* Ausgewählter Auszug *
Aber ich hatte eine Scheißangst. Angst vor der Wahrheit,
Angst, dass nicht mehr alles so wird wie es sein sollte,
Angst, meine Ma leiden zu sehen, sie war doch immer so stark.
Angst vor dem Alleinsein, Angst vor der Trauer meines Papas und meines Bruders,
Angst davor, dass alle ihr Leben weiterleben und ich es nicht verpacke.
Das sind vielleicht andere Ängste als die eines Betroffenen.
Aber ich denke, dass Betroffene sich auch um ihre Hinterbliebenen sorgen
und so vielleicht auch dort noch kämpfen und hoffen, wo sie sich selbst vielleicht nur noch einen würdigen Lebensabend wünschen würden.
Man kämpft für die anderen, obwohl man selbst- und auch die aanderen- schon weiß, dass es hoffnungslos ist.
Ich persönlich hatte sehr körperliche Symptome: hoher Puls, höherer Blutdruck, schlechter Schlaf, Zittern, Übelkeit, Völlegefühl, Kloß im Hals. Da war die nackte Panik.
Und dann für mich die Notwendigkeit, stark zu sein für Ma, damit sie sich nicht auch noch Sorgen um mich macht. Sie sollte für sich kämpfen, nicht für mich.
Aber sie hat es nicht geschafft. Wir hatten 7Wochen und 5Tage.
Irgendwie stelle ich mir mein eigenes Lebensende anders vor, selbstbestimmter.
Meine Ma hat uns alles entscheiden lassen, sie hat alles unterschrieben, was wir ihr vor die Nase gehalten haben.
Als es bergab ging, war es unsere Entscheidung, keine Flüssigkeit mehr zu geben und mit dem Antibiotikum aufzuhören. Wir konnten nur mutmaßen, ob sie das so gewollt hätte. Ich hoffe es bis heute. Aber ich weiß es nicht.

* Gespeicherte Daten *
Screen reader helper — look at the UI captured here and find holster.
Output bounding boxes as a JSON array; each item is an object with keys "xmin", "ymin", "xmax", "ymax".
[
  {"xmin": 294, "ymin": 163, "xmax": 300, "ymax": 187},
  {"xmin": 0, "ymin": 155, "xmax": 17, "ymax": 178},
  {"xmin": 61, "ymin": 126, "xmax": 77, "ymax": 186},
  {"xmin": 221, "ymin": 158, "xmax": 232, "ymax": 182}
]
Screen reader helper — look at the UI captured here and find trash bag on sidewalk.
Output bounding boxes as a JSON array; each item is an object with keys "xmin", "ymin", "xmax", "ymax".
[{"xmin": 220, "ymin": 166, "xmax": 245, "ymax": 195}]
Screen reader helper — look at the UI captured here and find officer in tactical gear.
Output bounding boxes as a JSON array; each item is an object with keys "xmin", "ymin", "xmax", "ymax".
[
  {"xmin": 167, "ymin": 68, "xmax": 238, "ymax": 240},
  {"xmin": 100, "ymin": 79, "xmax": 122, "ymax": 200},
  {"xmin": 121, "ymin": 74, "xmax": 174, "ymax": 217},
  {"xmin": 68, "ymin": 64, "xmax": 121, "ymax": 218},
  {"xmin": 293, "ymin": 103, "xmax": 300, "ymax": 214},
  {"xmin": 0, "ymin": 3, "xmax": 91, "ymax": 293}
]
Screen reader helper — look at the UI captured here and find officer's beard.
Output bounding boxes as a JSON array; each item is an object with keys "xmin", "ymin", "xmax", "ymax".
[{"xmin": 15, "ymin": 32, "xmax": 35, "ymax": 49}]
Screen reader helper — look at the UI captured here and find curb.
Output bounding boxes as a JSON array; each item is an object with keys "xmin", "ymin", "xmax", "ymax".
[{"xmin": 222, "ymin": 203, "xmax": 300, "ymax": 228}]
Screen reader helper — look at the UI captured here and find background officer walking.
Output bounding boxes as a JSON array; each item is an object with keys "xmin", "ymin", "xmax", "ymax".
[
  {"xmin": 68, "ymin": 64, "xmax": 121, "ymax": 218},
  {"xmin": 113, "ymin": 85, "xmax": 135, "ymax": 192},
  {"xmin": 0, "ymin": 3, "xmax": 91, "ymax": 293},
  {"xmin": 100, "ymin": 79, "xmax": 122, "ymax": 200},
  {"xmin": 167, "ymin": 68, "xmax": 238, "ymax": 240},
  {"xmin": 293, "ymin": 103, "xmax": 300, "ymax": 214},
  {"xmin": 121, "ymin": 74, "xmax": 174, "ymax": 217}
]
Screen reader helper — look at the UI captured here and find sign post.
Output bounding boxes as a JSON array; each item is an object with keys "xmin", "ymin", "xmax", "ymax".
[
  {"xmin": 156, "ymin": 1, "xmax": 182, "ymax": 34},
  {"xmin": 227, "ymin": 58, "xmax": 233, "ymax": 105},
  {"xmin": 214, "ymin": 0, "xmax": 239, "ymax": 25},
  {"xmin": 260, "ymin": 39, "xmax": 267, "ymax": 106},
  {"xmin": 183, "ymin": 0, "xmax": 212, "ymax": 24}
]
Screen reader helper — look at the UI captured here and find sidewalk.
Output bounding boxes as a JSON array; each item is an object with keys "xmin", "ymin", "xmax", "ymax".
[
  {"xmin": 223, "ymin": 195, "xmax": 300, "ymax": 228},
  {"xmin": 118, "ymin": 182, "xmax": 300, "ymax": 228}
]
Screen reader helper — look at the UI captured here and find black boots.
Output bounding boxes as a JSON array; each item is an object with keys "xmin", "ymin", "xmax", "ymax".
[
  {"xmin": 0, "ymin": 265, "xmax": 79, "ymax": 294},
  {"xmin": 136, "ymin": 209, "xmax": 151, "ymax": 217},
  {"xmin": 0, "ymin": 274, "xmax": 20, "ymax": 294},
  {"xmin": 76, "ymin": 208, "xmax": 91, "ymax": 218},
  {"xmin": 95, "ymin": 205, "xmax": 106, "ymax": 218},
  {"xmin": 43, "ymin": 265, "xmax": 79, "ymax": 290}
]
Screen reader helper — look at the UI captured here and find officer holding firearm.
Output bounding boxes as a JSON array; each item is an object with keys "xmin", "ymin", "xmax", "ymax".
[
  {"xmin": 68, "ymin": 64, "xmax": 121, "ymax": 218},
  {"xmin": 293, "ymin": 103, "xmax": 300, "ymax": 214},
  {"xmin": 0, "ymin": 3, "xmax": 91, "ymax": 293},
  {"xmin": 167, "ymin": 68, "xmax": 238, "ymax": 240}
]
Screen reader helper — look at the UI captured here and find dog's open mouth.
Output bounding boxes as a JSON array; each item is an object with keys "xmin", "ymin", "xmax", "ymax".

* Aufgaben *
1. Welche Entscheidung wurde laut dem Auszug über die Angst um die Mutter getroffen, als es bergab ging?
2. Ersetze „Hinterbliebenen“ durch „Angehörigen“ in dem Teil des Auszugs über die Angst um die Mutter, der mit den Worten „Angst vor dem“ anfängt und mit „es hoffnungslos ist.“ schließt. Gib diesen Teil vollständig wieder.
3. Setze den Auszug über die Angst um die Mutter nach seinem letzten Satz fort.
Die Zeilen stehen in keinem Zusammenhang mit dem Auszug über die Angst um die Mutter.

* Antworten *
1. Man entschied, keine Flüssigkeit mehr zu geben und mit dem Antibiotikum aufzuhören.

2.
Angst vor dem Alleinsein, Angst vor der Trauer meines Papas und meines Bruders,
Angst davor, dass alle ihr Leben weiterleben und ich es nicht verpacke.
Das sind vielleicht andere Ängste als die eines Betroffenen.
Aber ich denke, dass Betroffene sich auch um ihre Angehörigen sorgen
und so vielleicht auch dort noch kämpfen und hoffen, wo sie sich selbst vielleicht nur noch einen würdigen Lebensabend wünschen würden.
Man kämpft für die anderen, obwohl man selbst- und auch die aanderen- schon weiß, dass es hoffnungslos ist.

3.
Ich kann dir deine Ängste nicht nehmen, dieses Schalentier ist einfach so grausam und es kann dich binnen kürzester Zeit fressen.
Wenn du selbst für dich entscheiden kannst, was du willst und wann du etwas nicht mehr willst, kann ich dir aus meiner Erfahrung nur sagen, sage es deutlich und sage, dass es für dich so in Ordnung ist. Das könnte wenigstens deinen Angehörigen etwas Druck nehmen.
Es gibt ja solche und solche Diagnosen, bei uns war es eben eine vernichtende, aber das muss bei dir ja nicht auch so sein. Daher bist du diejenige, die entscheiden kann und sollte. Das ist vielleicht die Macht, die dir noch bleibt. Und wenn du dich entscheidest, statt an der Chemo lieber am Krebs zu sterben, dann ist das eine sehr mutige Entscheidung, der zumindest meine Hochachtung sicher ist.
Ich wünsche dir auf deinem Weg viel Kraft und liebe Menschen, die dich begleiten.